§ **Action item**
Wherever the word "brick" occurs in the listing below, copy that whole line.

§ **Available data**
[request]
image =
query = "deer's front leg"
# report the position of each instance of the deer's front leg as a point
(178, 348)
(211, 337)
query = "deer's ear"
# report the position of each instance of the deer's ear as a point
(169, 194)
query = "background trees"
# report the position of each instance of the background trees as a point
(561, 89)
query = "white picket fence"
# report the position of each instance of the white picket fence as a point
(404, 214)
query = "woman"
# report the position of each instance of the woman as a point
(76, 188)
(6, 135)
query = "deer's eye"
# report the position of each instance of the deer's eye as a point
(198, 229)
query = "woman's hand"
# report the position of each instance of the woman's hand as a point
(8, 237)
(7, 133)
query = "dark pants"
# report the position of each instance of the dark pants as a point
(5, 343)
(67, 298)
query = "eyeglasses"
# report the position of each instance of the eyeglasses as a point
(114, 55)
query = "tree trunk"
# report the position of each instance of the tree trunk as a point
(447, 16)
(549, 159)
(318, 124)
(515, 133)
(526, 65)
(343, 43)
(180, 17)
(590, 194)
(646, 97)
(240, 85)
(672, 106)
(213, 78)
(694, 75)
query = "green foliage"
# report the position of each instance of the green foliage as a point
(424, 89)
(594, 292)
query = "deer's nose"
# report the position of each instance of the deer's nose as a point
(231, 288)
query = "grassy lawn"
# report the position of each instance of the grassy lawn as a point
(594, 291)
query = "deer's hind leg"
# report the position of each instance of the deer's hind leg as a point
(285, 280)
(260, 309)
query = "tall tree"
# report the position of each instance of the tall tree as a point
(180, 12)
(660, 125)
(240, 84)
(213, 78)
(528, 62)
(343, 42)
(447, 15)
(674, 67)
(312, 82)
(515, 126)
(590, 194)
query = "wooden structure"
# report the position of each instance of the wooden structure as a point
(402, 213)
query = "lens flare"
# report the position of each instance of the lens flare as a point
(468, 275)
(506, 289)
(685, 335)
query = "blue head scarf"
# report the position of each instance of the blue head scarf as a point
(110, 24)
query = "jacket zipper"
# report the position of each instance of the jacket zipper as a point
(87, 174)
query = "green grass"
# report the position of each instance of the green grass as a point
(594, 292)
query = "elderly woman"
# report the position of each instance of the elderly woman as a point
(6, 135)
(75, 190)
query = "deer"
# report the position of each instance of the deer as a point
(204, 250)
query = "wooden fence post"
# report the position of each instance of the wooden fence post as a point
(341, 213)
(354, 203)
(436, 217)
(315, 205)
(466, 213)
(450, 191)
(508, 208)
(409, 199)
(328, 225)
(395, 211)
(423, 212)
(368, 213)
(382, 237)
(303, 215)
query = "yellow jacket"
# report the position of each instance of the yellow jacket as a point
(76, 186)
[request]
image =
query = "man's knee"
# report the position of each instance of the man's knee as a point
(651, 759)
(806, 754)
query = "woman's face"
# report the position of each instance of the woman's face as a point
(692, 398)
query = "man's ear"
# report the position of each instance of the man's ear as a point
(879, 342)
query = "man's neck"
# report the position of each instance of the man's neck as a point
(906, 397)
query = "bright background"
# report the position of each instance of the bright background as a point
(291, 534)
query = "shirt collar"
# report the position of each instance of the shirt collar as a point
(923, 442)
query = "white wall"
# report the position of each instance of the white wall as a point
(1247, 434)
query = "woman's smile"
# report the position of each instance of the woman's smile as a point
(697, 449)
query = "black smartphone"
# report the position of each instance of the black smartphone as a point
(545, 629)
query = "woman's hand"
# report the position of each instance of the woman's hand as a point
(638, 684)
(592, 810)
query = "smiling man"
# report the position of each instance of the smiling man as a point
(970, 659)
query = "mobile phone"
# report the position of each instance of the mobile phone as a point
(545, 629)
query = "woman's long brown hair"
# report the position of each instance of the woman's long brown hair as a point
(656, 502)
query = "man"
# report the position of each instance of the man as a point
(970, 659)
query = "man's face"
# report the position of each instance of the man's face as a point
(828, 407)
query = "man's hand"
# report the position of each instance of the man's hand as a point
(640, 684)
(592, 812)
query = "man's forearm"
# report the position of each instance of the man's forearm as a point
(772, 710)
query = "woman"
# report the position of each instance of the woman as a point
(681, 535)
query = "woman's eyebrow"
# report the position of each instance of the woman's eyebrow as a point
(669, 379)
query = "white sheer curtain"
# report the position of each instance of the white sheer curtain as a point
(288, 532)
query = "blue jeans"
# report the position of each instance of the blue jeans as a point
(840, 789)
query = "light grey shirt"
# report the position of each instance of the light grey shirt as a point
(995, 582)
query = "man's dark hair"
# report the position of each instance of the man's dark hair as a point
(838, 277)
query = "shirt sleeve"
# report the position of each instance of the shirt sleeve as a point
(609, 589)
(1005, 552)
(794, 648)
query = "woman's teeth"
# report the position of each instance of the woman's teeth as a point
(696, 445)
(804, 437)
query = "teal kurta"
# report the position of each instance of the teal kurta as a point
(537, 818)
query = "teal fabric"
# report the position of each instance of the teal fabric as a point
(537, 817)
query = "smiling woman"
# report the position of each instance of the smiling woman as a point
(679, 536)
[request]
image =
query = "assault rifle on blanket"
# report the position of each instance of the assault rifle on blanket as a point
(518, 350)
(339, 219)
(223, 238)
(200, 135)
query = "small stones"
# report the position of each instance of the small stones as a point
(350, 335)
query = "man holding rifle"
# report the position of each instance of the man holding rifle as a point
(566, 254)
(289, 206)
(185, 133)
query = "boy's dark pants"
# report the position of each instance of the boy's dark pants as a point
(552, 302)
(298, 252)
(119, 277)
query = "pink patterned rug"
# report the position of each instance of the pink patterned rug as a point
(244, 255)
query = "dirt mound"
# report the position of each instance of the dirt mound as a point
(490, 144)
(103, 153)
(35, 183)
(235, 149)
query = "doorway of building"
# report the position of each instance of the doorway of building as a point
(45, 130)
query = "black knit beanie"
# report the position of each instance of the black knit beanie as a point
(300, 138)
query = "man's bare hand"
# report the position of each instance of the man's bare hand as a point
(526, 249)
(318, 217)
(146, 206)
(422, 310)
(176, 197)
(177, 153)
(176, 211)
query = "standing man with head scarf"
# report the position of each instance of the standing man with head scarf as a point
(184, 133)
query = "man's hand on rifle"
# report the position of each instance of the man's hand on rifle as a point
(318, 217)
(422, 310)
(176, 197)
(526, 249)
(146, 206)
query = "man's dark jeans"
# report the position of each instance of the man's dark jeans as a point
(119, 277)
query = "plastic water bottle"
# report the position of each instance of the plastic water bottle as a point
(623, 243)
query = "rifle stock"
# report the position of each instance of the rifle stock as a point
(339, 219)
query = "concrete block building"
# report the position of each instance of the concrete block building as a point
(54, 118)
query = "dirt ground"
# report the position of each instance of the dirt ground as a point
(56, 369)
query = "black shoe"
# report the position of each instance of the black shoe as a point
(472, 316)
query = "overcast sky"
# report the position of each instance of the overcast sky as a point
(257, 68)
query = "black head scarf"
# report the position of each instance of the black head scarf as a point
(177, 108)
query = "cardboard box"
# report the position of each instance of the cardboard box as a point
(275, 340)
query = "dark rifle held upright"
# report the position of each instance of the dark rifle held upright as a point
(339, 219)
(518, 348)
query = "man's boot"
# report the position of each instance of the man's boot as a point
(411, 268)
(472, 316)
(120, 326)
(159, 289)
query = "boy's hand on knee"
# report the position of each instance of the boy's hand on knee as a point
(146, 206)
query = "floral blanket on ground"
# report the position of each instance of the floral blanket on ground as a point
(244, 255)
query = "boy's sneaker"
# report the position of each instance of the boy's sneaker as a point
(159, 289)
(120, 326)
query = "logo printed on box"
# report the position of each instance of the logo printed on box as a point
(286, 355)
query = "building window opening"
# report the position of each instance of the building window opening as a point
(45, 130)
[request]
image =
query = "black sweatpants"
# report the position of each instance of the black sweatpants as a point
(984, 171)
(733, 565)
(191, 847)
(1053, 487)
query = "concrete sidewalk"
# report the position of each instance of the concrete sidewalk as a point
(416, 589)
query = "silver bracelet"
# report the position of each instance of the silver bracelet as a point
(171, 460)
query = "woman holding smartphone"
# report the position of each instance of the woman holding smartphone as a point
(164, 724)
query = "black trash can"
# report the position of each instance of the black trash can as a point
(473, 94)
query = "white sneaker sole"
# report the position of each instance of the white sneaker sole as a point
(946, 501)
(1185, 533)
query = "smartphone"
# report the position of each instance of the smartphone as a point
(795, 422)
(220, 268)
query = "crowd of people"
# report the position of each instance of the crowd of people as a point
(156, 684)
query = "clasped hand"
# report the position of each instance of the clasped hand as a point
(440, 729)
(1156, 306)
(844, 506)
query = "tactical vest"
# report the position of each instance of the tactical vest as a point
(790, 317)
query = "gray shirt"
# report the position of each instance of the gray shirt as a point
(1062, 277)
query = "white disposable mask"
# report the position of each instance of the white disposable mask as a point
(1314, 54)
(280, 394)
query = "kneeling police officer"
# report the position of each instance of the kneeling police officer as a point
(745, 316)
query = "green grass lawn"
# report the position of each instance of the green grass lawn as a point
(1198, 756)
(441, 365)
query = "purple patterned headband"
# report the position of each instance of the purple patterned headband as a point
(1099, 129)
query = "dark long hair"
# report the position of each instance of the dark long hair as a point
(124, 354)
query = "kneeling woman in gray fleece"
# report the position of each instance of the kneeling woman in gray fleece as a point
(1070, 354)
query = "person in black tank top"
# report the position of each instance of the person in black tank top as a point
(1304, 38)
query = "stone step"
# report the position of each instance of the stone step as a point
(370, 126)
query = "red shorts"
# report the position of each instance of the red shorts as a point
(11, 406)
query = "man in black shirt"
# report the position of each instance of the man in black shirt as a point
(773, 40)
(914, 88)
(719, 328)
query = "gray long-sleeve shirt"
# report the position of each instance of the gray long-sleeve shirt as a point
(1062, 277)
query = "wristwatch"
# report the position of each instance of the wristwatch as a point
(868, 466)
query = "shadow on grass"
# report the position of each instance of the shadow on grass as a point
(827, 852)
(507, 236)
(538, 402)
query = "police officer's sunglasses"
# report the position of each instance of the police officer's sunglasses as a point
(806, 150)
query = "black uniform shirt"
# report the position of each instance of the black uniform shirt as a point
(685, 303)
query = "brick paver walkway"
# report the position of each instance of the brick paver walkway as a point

§ **Response**
query = "brick paver walkway"
# report the position of each instance of the brick paver walkway as a point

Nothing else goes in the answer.